> _PROBLEM DETAILS_: Everything from the line that contains "of the flowering" through the final line of the records should be written out exactly, and nothing outside that span.

(Entries from a point annotation set)

========

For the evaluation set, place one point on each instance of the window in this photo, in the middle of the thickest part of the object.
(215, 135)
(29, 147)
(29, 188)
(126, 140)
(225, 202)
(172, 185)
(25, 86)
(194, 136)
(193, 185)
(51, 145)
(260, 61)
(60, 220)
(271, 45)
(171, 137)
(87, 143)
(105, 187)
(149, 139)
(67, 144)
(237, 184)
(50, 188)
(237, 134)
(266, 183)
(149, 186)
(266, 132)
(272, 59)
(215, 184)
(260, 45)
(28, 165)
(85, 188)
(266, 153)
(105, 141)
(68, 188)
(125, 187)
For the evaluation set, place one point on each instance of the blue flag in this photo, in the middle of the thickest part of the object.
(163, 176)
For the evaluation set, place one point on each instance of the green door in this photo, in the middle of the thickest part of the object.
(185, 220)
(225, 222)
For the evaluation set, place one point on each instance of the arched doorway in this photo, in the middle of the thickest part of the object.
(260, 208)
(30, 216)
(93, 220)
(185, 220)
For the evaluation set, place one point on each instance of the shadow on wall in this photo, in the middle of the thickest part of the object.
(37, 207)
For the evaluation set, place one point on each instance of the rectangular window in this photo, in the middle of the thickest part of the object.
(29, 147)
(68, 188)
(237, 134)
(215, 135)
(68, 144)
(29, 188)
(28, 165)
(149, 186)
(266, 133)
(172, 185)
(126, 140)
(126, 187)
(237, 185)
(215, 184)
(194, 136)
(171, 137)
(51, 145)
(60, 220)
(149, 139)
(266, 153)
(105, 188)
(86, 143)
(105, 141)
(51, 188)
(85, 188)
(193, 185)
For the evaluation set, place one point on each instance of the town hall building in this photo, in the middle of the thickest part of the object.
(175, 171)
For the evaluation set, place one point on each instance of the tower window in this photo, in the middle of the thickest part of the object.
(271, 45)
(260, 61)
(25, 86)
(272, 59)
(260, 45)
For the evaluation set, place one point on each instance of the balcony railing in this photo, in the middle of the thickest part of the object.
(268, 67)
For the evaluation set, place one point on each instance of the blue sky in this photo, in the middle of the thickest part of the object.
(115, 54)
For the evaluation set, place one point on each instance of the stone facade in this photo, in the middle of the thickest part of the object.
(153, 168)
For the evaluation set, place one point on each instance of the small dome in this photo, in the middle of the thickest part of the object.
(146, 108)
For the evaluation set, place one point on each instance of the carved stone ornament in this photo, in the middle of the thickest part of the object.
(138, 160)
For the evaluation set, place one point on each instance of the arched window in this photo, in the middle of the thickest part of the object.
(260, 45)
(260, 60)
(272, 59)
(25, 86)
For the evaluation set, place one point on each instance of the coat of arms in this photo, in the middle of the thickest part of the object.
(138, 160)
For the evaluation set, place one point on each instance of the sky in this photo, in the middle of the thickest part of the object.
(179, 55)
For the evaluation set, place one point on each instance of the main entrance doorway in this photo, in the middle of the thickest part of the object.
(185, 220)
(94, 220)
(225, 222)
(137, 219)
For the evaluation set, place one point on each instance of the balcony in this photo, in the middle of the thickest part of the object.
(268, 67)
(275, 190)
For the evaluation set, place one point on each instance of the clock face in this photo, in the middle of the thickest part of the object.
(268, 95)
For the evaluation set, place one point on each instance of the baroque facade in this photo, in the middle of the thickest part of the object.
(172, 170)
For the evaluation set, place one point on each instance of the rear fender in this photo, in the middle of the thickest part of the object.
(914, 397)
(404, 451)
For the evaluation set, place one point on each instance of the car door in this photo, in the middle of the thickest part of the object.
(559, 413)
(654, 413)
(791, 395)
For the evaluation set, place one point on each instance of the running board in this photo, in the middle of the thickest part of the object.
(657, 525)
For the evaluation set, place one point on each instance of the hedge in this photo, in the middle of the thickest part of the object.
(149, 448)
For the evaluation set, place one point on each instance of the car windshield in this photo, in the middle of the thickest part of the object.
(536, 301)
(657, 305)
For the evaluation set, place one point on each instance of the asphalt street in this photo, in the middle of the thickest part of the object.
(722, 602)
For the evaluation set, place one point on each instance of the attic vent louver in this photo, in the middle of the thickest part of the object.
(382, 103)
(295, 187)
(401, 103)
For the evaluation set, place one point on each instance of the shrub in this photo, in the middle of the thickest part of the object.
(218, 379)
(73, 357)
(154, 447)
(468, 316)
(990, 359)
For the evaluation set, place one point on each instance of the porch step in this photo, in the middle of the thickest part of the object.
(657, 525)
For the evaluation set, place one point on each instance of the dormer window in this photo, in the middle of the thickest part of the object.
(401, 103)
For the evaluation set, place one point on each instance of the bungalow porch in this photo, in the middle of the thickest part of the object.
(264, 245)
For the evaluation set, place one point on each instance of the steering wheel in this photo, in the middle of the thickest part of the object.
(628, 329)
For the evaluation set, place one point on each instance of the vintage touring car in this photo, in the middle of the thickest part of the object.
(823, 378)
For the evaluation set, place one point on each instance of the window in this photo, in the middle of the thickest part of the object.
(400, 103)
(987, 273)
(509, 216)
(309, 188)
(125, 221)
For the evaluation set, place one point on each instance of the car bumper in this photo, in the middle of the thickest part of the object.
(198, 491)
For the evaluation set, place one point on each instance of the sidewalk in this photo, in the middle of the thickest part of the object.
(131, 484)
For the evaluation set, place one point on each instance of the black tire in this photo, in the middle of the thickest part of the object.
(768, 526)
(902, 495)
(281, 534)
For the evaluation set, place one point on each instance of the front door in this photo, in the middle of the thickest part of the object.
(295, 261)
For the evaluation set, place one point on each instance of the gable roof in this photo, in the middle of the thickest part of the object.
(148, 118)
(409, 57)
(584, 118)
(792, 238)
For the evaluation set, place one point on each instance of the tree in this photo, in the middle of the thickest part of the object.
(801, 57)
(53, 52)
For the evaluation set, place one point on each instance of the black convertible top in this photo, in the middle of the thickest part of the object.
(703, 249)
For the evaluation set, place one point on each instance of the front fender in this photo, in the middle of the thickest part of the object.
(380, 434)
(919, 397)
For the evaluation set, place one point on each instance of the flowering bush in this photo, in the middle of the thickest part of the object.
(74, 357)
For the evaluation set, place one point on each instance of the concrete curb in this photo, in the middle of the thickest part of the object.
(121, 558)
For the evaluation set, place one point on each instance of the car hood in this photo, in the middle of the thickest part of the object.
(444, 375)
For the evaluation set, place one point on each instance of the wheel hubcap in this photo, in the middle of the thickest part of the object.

========

> _THE REPLY_:
For the evaluation set, place one point on each instance of the flowering bush in this photo, in the middle of the thickest part of the object.
(74, 357)
For the evaluation set, place one point on each instance of the concrete curb in this photo, in the middle of the thickest part of the object.
(121, 558)
For the evaluation set, place one point on each instance of the car hood in this photo, in the middle of the thickest part of the object.
(444, 375)
For the evaluation set, place one point on each instance of the wheel hubcap in this photo, in the middle of the thickest part of the object.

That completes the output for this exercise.